TASK GOAL: In the entries that follow, find each line with the word "pixel" and copy it.

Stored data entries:
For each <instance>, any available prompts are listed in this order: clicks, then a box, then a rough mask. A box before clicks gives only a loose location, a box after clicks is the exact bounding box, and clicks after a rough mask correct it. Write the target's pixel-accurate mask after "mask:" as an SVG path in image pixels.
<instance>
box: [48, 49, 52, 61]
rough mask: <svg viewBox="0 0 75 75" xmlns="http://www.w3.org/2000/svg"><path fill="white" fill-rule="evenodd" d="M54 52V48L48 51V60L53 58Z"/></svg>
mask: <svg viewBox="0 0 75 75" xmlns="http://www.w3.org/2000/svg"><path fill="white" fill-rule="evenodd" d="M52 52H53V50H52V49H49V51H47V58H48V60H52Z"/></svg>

--

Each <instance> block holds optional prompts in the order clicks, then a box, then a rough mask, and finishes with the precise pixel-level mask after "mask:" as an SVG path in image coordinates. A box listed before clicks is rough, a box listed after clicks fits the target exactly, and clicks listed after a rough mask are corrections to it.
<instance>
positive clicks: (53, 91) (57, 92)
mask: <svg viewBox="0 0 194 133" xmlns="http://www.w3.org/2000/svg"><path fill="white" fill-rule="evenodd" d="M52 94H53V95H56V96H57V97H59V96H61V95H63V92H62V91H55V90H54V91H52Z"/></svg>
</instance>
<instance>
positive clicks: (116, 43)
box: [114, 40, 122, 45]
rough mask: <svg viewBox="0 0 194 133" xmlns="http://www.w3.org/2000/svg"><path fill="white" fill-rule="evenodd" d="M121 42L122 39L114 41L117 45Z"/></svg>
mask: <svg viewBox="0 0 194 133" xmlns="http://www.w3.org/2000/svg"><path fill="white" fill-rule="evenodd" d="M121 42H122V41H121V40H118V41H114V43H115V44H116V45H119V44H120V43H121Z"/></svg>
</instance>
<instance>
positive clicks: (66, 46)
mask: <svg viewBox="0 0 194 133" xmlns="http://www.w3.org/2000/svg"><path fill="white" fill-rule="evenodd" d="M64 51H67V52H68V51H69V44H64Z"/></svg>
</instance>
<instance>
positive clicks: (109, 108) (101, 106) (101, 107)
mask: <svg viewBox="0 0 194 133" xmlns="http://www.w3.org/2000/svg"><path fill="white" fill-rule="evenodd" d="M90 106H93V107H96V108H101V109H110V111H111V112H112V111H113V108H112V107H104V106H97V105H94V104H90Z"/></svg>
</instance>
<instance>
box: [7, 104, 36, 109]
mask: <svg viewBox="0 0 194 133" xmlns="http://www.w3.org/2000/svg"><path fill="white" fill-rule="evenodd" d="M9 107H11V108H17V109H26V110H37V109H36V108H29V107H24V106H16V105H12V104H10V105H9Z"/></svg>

* * *

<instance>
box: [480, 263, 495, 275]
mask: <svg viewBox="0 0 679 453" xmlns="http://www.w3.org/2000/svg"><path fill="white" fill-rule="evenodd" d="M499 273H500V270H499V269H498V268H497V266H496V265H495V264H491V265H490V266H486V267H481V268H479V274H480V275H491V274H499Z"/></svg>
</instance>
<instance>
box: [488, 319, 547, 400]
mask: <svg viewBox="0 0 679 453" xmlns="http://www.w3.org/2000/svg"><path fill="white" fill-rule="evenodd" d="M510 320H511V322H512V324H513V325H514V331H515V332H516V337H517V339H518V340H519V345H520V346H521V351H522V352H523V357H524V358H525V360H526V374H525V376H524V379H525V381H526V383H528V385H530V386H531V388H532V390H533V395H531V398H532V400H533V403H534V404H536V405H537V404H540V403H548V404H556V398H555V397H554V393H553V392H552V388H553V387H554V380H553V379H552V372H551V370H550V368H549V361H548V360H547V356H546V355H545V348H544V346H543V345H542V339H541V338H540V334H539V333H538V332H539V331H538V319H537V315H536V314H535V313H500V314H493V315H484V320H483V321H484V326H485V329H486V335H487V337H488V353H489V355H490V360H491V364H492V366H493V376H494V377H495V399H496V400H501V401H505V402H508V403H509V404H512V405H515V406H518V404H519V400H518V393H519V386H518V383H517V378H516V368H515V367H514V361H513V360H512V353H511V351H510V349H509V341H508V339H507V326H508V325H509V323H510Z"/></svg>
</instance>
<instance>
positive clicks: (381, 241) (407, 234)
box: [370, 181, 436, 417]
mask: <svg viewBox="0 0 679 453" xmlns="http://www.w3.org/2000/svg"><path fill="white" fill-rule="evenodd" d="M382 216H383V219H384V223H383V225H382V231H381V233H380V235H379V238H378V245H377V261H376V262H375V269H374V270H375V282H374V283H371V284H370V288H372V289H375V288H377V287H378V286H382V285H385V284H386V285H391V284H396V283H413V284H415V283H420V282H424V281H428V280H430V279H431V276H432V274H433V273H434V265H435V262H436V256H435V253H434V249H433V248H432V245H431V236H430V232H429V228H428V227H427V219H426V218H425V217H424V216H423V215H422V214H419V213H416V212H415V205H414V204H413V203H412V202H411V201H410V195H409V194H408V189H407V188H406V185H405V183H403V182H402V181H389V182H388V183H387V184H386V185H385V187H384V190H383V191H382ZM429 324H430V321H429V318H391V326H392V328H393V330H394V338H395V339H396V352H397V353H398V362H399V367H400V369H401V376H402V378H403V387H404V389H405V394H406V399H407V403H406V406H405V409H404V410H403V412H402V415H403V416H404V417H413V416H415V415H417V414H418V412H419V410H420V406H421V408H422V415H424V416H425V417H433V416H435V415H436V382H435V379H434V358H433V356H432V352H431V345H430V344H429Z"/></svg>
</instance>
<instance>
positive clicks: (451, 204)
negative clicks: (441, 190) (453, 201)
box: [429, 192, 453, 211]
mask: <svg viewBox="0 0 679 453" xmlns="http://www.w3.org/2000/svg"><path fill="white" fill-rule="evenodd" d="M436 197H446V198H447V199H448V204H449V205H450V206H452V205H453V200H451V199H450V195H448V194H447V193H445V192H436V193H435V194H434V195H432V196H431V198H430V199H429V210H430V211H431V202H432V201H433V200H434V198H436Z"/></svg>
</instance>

SOLUTION TO THIS PROBLEM:
For each <instance>, any available prompts are listed in this order: clicks, then a box, then a rough mask. A box before clicks gives only a loose location, a box after clicks is the exact bounding box, and clicks after a rough mask correct it. Write the target's pixel-accurate mask after "mask:" as an SVG path in image pixels.
Each <instance> block holds optional prompts in the order clicks, then a box, then a rough mask, and finishes with the precise pixel-level mask after "mask:" as an SVG path in image coordinates. A box listed before clicks is rough, a box listed after clicks fits the target exactly, and clicks listed after a rough mask are corrections to it.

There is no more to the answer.